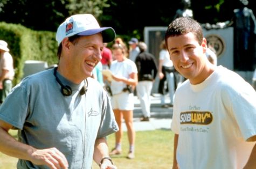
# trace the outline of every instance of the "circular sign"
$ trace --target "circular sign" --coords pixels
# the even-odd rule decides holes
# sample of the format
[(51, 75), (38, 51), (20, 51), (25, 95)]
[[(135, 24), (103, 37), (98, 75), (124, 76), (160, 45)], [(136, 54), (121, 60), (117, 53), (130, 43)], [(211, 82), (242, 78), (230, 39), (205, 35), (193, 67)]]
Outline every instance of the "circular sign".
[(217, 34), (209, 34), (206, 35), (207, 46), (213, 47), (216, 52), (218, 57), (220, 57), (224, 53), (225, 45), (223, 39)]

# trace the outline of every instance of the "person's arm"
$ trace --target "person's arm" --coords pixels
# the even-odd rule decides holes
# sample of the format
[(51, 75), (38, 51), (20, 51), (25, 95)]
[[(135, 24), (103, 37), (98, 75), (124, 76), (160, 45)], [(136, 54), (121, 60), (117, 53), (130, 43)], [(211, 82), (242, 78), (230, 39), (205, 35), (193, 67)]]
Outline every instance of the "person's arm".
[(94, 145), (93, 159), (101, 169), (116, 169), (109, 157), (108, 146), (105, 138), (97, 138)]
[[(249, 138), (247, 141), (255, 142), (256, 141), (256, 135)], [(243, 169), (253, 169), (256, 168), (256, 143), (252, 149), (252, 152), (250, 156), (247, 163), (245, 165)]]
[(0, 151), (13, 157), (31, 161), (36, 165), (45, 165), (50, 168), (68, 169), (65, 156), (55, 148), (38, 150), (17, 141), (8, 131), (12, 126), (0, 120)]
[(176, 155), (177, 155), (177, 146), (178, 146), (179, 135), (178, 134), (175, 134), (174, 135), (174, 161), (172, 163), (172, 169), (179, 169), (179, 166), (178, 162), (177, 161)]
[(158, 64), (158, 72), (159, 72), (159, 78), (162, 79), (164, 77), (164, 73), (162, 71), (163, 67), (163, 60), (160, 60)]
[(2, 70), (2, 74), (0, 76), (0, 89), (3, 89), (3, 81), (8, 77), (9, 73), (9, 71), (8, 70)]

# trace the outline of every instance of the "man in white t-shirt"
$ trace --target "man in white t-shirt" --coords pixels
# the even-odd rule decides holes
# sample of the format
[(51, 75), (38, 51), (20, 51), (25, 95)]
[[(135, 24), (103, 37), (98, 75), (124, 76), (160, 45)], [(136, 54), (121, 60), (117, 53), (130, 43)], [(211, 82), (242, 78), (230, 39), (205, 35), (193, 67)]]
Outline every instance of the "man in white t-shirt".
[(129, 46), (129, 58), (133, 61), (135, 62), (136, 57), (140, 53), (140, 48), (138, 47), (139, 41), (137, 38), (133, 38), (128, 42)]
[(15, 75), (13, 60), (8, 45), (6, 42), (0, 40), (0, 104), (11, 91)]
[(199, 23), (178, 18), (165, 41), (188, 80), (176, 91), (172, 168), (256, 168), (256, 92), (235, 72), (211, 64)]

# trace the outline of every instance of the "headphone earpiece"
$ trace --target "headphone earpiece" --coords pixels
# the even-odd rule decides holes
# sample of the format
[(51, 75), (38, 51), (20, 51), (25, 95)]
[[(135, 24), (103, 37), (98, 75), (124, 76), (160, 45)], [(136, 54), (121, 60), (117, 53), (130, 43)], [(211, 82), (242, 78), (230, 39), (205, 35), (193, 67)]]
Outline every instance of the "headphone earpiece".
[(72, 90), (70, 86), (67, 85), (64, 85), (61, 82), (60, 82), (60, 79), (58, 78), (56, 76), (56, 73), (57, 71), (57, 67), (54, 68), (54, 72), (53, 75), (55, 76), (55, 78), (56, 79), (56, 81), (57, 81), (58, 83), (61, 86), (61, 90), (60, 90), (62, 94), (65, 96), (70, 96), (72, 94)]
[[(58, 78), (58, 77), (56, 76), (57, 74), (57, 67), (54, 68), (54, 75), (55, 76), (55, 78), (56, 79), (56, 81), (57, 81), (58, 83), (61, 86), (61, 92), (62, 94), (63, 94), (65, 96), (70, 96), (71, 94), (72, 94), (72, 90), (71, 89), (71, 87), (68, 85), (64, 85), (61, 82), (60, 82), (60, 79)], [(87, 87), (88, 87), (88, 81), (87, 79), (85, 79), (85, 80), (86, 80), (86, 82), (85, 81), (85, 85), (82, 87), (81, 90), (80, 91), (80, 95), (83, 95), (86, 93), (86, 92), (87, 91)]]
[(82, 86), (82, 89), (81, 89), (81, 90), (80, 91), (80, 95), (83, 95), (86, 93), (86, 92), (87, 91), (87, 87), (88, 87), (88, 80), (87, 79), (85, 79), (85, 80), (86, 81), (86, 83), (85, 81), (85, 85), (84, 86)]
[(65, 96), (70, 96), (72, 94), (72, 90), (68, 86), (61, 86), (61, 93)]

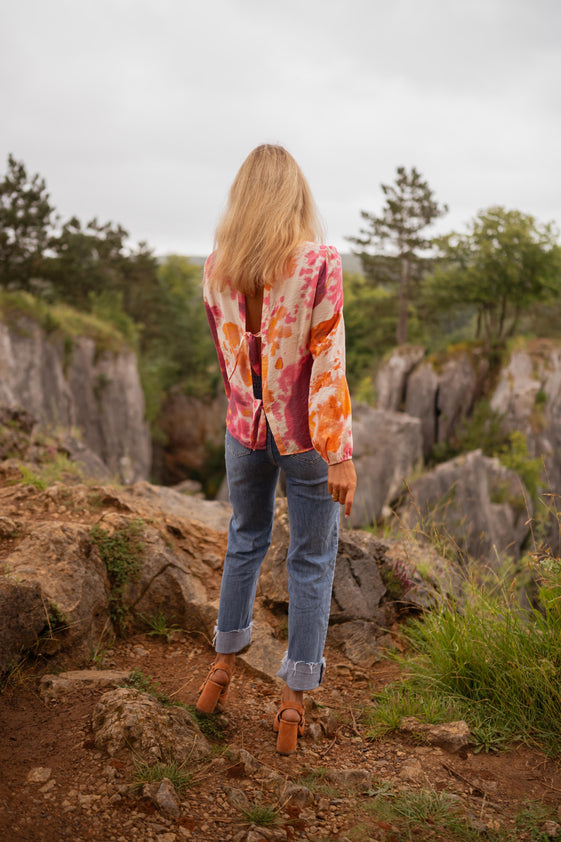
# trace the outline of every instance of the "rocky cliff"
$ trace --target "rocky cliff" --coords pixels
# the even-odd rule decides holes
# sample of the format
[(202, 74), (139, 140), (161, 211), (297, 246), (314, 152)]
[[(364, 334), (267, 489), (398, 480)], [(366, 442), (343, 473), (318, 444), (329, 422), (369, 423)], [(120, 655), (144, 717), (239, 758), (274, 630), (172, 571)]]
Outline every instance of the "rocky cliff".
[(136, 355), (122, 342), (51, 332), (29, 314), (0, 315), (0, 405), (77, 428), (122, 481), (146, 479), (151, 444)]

Directive >>
Tally how many lines in the entries above contain the string "cliff", and reply with that number alone.

Written solution >>
3